Recorded data:
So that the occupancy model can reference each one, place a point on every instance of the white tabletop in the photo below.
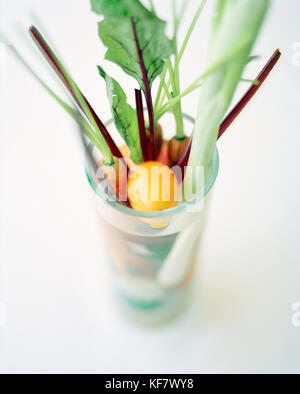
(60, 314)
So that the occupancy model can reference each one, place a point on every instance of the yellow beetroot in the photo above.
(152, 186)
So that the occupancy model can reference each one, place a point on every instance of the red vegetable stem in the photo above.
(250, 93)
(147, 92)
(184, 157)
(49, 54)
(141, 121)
==
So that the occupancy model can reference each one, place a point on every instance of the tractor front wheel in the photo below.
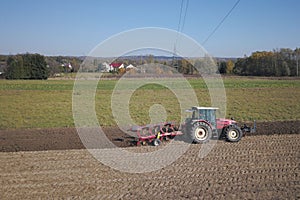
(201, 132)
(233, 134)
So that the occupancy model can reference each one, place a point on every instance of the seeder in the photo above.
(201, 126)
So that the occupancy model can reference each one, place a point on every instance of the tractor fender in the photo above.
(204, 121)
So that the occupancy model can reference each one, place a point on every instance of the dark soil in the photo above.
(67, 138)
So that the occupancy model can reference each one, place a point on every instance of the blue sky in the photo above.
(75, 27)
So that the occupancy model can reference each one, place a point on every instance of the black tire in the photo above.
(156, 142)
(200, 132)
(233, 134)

What you have to do: Pick out each line of the entries above that contains the word "below", and copy those lines.

Answer to the exercise:
So that the occupancy model can reference each one, place a point on every instance of the white tabletop in the photo below.
So that the occupancy model can reference each one, place a point on every instance of the tractor front wheel in the photo below.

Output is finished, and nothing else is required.